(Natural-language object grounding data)
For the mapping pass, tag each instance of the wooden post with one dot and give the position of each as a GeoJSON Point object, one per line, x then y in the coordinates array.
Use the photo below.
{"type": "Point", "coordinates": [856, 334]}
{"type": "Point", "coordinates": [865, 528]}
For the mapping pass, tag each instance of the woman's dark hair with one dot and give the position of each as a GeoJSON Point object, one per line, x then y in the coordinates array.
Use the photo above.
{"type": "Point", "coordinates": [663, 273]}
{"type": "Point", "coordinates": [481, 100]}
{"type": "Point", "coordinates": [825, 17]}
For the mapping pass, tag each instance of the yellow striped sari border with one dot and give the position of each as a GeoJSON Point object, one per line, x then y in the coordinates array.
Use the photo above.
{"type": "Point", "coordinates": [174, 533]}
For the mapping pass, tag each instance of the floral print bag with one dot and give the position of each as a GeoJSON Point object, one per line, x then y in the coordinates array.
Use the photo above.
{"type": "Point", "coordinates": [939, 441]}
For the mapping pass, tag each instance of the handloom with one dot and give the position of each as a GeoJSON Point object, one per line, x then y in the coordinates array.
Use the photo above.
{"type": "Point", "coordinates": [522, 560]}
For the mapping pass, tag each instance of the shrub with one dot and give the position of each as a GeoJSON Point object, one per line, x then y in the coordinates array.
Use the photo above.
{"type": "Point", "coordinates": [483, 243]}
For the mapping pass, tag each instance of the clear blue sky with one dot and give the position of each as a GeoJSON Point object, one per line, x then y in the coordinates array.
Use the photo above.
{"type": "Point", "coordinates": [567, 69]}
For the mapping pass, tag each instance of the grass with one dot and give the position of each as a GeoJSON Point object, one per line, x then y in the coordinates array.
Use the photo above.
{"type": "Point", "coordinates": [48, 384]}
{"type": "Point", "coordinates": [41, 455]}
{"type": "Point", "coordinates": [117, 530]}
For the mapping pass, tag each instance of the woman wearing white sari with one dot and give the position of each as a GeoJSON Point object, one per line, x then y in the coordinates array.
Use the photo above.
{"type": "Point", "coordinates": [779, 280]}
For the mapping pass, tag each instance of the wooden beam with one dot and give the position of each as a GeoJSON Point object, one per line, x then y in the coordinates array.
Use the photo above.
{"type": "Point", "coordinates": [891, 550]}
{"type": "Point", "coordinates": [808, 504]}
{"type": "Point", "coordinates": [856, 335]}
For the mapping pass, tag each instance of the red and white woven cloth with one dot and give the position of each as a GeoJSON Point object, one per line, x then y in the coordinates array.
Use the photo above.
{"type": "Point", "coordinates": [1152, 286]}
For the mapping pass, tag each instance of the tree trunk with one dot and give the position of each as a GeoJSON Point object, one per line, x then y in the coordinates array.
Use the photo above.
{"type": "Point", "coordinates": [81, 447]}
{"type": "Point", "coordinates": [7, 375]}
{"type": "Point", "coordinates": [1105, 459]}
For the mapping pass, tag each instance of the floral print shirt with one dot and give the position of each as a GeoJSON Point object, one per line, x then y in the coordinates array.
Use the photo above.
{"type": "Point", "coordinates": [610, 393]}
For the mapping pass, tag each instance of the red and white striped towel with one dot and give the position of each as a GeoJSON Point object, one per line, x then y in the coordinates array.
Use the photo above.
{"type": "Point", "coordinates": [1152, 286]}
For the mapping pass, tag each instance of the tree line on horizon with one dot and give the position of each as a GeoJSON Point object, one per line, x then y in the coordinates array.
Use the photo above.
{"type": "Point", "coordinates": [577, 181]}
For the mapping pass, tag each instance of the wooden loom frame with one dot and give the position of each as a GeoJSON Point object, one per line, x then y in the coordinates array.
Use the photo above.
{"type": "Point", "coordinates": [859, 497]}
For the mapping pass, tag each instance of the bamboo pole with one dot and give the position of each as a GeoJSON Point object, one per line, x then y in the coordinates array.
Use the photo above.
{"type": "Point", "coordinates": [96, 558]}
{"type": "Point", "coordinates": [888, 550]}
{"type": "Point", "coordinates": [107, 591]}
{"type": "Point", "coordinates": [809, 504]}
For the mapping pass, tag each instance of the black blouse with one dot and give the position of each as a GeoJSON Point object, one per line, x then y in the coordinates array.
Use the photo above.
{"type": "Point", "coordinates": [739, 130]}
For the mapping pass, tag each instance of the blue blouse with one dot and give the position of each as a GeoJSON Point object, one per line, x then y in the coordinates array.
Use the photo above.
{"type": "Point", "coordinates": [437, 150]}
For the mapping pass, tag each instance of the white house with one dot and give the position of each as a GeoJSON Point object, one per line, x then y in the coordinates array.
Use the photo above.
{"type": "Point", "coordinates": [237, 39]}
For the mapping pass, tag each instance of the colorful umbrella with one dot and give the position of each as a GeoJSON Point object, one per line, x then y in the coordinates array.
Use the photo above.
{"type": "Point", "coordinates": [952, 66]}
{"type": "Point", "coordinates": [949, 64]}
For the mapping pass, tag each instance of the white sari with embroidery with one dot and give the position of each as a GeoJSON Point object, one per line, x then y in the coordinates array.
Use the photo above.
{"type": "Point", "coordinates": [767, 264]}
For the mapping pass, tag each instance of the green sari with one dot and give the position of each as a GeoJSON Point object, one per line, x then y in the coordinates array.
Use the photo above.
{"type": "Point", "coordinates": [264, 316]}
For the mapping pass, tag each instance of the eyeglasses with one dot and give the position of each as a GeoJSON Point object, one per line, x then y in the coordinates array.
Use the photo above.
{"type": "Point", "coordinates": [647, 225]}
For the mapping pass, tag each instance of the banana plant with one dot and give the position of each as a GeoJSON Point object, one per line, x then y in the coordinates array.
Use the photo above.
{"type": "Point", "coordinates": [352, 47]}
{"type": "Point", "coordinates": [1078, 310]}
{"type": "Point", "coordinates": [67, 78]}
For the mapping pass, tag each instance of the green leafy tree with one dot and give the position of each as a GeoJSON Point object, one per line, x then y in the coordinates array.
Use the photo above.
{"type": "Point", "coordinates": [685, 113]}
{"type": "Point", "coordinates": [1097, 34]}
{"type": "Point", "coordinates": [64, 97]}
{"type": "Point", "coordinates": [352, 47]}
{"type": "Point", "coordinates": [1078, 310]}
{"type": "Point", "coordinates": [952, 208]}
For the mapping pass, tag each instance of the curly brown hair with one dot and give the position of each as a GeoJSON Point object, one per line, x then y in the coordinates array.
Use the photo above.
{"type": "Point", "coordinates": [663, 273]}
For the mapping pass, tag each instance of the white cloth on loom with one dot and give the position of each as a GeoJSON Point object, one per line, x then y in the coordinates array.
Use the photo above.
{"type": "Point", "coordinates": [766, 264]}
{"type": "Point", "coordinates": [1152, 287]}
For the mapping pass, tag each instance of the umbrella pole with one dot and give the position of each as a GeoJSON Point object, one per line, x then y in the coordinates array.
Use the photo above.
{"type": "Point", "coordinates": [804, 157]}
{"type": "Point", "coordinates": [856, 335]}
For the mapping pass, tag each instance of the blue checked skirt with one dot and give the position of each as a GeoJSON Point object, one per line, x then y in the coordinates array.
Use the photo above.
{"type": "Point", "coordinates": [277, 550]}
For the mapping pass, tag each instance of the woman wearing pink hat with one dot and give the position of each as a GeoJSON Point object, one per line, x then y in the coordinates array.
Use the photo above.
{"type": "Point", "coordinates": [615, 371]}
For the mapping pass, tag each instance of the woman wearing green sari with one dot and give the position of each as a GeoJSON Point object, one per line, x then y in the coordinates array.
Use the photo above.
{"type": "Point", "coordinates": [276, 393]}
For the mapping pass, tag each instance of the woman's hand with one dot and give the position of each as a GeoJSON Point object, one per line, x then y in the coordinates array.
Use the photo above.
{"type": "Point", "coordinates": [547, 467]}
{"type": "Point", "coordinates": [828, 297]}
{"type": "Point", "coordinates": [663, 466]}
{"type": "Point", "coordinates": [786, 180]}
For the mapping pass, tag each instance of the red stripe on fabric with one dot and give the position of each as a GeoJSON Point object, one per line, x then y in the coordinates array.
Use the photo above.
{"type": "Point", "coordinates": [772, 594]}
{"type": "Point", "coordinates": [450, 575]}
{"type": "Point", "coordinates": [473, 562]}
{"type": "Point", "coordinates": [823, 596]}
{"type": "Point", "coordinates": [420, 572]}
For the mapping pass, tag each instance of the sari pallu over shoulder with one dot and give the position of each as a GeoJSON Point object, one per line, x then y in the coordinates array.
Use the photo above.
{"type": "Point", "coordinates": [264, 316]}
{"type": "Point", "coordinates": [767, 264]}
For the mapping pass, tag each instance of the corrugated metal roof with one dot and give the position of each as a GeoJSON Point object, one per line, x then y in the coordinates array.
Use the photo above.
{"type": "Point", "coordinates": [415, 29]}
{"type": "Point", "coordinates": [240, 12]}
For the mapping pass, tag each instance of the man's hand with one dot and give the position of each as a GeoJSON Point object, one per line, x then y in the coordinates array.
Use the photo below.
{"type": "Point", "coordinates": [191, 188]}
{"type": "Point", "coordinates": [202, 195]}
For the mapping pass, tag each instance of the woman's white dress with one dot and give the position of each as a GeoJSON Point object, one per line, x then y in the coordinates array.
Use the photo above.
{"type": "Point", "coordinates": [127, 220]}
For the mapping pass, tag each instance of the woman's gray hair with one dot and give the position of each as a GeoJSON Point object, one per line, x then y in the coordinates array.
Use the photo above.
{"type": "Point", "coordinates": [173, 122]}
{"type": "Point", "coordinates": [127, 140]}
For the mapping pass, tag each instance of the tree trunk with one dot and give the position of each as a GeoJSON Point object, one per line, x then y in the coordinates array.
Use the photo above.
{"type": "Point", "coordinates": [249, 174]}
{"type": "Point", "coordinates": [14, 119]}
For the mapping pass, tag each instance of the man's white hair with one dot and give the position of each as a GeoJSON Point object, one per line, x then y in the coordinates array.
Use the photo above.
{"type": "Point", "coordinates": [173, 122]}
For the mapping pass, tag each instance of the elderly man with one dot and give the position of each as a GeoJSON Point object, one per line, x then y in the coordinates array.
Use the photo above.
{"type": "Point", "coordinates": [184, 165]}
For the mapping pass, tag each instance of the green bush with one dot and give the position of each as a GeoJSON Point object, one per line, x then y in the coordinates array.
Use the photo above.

§ Your task: Go over the records above and tally each line that includes "blouse". Give the total by itself.

§ Your response: 2